Document
::::::::::

PVC Access Modes Explained: Types, Performance & Troubleshooting

All Persistent Volume Claims (PVCs) in Kubernetes provide a way for workloads to access storage. But exactly what a workload can do with a given PVC depends on the PVC access mode. PVC access modes place restrictions on how resources interact with storage, making it possible to do things like mount volumes in read-only mode or allow only one Pod to use a volume at a time.

Hence the importance of understanding what the different PVC access modes mean, how to configure them, how to troubleshoot PVC access mode problems, and best practices for configuring PVC access modes in ways that maximize security and reliability without hindering performance.

Read on for guidance on all of the above as we explain everything Kubernetes admins need to know about PVC access modes.

What are PVC access modes in Kubernetes?

In Kubernetes, PVC access modes are settings that define how nodes and Pods interact with Persistent Volume Claims (PVCs).

To fully understand what that means, let’s step back a bit and talk about how PVCs work. A PVC is a request for storage resources. PVCs grant workloads access to persistent volumes, which are mapped onto underlying storage resources (like a file system). In this way, PVCs make persistent storage available for workloads to use. This is important because the file systems inside containers are ephemeral, and any data written to them will disappear when the containers shut down. If you need to store data persistently for a Kubernetes workload, a PVC is the most common way to do it. But just because you want a workload to access persistent storage resources doesn’t mean you want to give it unrestricted access. Using PVC access modes, you can define exactly which level of access the source should have.

In this way, PVC access modes help to enhance security by preventing nodes and Pods from interacting with storage resources in insecure ways. For instance, a PVC mode could be used to prevent a Pod from writing new data to a file that, if modified, would impact workload behavior.

PVC access modes also help to mitigate certain types of performance and reliability risks. For example, you could use them to prevent multiple Pods from writing to the same persistent volume at the same time, which could help avoid data syncing issues that might destabilize workloads.

::::::::::

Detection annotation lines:
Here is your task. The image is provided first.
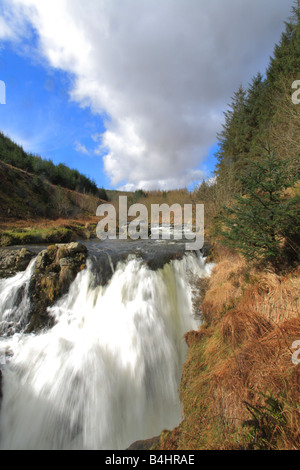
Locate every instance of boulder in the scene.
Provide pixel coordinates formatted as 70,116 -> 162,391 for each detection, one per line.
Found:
26,243 -> 88,333
0,248 -> 36,278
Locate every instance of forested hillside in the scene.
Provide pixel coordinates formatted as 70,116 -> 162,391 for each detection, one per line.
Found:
156,2 -> 300,450
0,132 -> 107,200
196,6 -> 300,268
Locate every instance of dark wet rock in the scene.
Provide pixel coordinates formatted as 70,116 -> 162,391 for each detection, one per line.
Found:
126,436 -> 160,450
26,243 -> 88,333
0,248 -> 36,279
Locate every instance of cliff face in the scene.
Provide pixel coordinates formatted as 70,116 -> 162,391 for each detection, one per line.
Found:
157,253 -> 300,450
0,243 -> 88,333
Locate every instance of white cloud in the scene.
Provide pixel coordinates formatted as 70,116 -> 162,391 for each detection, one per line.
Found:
74,142 -> 89,155
0,0 -> 292,188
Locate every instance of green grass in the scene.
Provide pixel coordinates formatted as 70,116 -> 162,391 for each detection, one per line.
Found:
0,227 -> 75,246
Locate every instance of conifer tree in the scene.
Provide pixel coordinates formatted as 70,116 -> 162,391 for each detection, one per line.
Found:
216,148 -> 300,271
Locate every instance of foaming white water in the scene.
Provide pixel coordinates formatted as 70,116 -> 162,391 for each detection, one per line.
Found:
0,259 -> 36,336
0,254 -> 209,450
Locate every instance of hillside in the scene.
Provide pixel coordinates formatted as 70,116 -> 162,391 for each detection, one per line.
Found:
0,161 -> 105,245
154,2 -> 300,451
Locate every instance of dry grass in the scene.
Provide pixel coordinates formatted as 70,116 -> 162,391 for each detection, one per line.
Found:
160,248 -> 300,450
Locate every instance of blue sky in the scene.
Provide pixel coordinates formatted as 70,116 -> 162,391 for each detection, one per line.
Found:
0,0 -> 293,190
0,39 -> 109,188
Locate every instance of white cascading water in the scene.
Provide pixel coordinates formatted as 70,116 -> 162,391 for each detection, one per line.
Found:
0,254 -> 210,450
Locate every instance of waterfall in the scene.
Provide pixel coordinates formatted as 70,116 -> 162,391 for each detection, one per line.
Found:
0,253 -> 209,450
0,259 -> 35,337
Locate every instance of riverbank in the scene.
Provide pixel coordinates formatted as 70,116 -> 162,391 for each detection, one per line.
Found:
0,217 -> 98,247
156,244 -> 300,450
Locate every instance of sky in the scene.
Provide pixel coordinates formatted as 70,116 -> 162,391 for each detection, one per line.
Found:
0,0 -> 294,190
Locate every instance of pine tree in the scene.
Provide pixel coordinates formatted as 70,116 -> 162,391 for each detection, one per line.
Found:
216,149 -> 300,271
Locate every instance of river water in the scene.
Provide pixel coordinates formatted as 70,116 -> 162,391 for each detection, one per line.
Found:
0,241 -> 212,450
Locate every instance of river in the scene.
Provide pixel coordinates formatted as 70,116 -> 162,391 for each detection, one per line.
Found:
0,240 -> 212,450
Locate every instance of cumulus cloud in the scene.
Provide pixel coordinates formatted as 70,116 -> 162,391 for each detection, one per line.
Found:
74,141 -> 89,155
0,0 -> 292,189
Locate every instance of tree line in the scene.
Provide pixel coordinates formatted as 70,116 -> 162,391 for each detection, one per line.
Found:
0,132 -> 108,200
197,3 -> 300,271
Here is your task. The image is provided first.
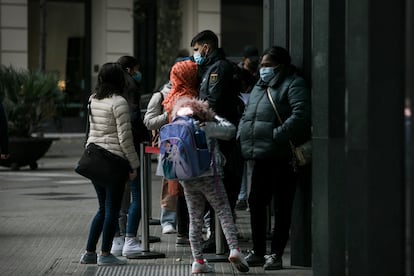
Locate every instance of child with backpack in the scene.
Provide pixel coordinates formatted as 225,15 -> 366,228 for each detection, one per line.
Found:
164,96 -> 249,274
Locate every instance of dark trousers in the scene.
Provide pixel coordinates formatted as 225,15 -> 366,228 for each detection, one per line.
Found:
177,194 -> 190,237
249,159 -> 296,256
86,183 -> 125,252
209,139 -> 244,238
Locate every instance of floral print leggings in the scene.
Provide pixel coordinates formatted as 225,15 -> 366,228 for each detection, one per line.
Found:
181,176 -> 239,260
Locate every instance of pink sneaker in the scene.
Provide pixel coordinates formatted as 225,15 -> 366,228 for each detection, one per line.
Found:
229,248 -> 249,272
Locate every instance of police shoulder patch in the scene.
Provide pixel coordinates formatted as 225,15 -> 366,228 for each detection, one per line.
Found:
210,73 -> 218,84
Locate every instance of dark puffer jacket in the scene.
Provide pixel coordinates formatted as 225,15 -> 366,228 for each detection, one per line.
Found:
199,48 -> 240,125
237,67 -> 311,159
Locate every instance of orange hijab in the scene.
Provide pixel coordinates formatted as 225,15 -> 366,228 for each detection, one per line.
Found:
162,60 -> 199,119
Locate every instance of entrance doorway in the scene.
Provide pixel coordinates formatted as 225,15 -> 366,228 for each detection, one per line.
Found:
28,0 -> 91,132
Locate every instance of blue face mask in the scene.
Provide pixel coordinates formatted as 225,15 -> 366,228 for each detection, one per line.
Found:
193,53 -> 206,65
259,67 -> 276,83
132,71 -> 142,82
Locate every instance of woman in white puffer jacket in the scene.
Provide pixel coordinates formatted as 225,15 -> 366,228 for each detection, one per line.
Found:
80,63 -> 139,265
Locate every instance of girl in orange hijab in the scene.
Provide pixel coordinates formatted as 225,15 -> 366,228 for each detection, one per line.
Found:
162,60 -> 199,118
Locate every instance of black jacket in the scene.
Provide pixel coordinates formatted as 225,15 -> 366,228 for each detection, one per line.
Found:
237,68 -> 311,159
199,48 -> 240,126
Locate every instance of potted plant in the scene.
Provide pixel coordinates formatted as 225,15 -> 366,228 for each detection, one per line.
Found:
0,66 -> 64,170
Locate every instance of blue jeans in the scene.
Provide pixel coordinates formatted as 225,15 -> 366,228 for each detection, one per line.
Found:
160,208 -> 177,228
238,161 -> 247,200
125,174 -> 142,237
86,182 -> 125,252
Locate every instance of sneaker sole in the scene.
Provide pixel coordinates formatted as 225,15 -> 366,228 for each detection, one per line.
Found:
229,257 -> 250,272
111,250 -> 122,257
122,250 -> 143,257
98,263 -> 127,266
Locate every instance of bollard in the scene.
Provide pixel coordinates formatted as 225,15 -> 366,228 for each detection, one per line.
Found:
127,144 -> 165,259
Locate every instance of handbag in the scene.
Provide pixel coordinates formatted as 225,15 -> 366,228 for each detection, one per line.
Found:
75,143 -> 130,186
266,87 -> 312,170
75,98 -> 131,186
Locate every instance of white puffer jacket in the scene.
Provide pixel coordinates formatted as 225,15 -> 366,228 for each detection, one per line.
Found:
86,95 -> 139,169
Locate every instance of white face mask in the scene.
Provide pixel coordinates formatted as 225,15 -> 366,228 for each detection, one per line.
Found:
259,67 -> 276,83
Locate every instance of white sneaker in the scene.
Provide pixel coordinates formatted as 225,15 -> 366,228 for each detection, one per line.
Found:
111,236 -> 125,256
122,237 -> 142,257
162,224 -> 177,234
229,248 -> 249,272
191,260 -> 214,274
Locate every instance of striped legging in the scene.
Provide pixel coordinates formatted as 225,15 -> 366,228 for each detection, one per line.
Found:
181,176 -> 238,260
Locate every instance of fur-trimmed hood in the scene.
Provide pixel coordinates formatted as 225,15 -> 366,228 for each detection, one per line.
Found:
171,97 -> 216,122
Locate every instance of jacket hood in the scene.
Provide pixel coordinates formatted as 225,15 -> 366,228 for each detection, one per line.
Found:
172,97 -> 216,122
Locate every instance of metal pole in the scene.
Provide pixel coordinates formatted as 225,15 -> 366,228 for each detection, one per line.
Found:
139,143 -> 149,251
127,143 -> 165,259
39,0 -> 46,72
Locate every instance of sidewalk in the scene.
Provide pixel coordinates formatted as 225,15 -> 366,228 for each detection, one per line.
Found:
0,135 -> 312,276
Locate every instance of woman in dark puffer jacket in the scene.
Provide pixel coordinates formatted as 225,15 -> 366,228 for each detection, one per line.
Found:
237,46 -> 311,270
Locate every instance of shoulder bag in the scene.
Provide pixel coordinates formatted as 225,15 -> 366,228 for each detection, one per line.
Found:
266,87 -> 312,170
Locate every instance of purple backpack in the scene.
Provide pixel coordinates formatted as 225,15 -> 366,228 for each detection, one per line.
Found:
160,116 -> 211,180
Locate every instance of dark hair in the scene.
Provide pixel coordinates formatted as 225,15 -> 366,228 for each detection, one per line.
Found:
263,46 -> 291,65
118,56 -> 139,71
243,45 -> 259,58
95,62 -> 125,100
190,30 -> 218,49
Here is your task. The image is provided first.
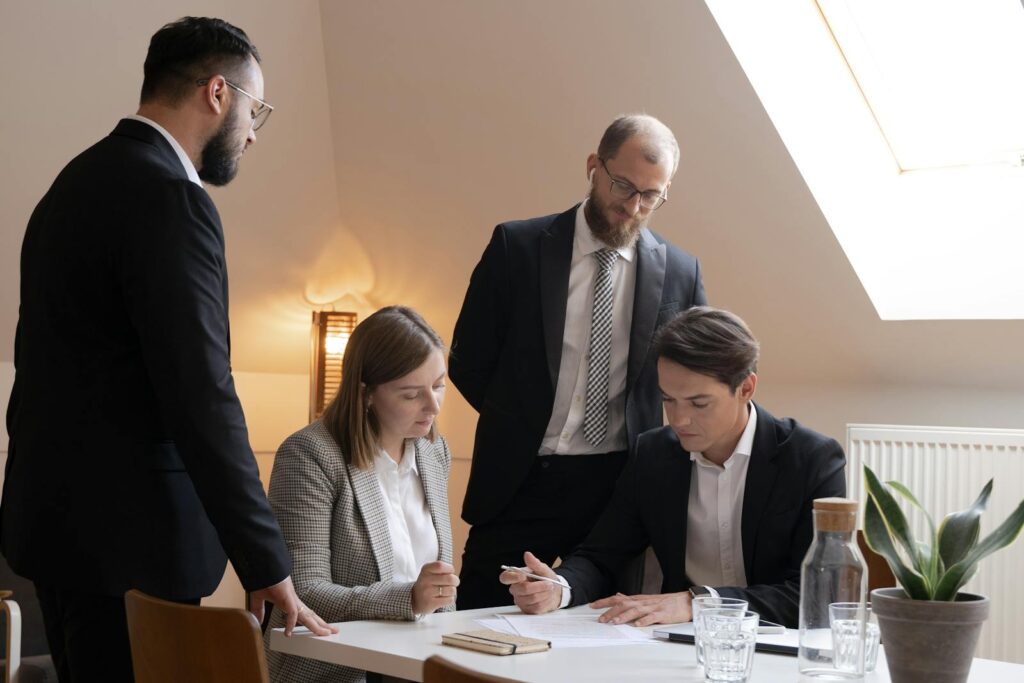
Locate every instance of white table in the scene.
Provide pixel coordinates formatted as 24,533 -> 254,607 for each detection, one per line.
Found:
270,606 -> 1024,683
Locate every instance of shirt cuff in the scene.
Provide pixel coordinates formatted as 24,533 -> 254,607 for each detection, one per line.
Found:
558,574 -> 572,609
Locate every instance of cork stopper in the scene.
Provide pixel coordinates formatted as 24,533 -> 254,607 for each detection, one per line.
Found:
814,498 -> 857,533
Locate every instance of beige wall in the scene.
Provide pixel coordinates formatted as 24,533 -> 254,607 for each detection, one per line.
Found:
0,0 -> 1024,610
321,0 -> 1024,573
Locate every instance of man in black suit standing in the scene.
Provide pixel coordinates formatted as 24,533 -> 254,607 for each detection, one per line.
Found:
501,306 -> 846,628
450,115 -> 705,609
0,17 -> 329,682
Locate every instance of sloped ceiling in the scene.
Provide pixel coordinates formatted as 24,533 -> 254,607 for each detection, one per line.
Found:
321,0 -> 1024,388
0,0 -> 1024,390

::::::::::

What to do
**a.** Repeat the part of the article on PVC access modes that opens with the words containing "PVC access modes also" and closes with "might destabilize workloads.".
**b.** How does the article on PVC access modes define a PVC?

Responses in order
**a.**
PVC access modes also help to mitigate certain types of performance and reliability risks. For example, you could use them to prevent multiple Pods from writing to the same persistent volume at the same time, which could help avoid data syncing issues that might destabilize workloads.

**b.** A PVC is a request for storage resources.